WHAT THE TASK ASKS>
Exactly reproduce the lines from the line that has "Tag one point on every instance of the shrub" down to the last line of the entries, inclusive.

PROVIDED MATERIAL>
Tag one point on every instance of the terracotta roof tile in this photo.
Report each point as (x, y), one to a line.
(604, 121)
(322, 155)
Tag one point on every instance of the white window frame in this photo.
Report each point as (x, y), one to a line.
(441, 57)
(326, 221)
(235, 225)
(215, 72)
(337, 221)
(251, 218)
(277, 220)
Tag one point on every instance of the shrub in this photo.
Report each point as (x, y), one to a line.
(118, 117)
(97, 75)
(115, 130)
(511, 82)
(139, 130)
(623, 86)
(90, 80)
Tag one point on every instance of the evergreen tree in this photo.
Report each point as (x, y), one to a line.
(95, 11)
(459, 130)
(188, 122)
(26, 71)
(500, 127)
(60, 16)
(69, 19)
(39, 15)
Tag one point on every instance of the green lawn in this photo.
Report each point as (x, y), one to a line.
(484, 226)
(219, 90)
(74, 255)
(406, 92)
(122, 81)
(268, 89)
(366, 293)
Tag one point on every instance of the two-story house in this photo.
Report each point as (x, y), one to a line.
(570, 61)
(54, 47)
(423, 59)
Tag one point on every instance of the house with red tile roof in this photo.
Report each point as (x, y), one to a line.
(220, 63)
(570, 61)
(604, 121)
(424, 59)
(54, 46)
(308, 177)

WRITTEN RESPONSE>
Tag one point on every instance of the shrub in this photo.
Report each point as (x, y), one to a line.
(118, 117)
(97, 75)
(115, 130)
(511, 82)
(139, 130)
(623, 86)
(90, 80)
Tag one point on every instance of the evergreen tree in this photo.
Report each point as (x, y), one to a line.
(95, 11)
(459, 130)
(188, 122)
(26, 71)
(500, 127)
(60, 16)
(69, 19)
(39, 15)
Tag one point on every instance of the green lawn in this photo.
Report each point as (x, y), one to a line.
(484, 226)
(219, 90)
(74, 255)
(406, 92)
(122, 81)
(268, 89)
(366, 293)
Tag one point on every instance of the two-story house in this photo.
Report each point as (x, y), one to a line.
(570, 61)
(54, 47)
(423, 59)
Tag one point on every instance of the house with red tile roof in this photo.
Report each point as (x, y), one to a line.
(220, 63)
(570, 61)
(604, 121)
(424, 59)
(54, 46)
(308, 177)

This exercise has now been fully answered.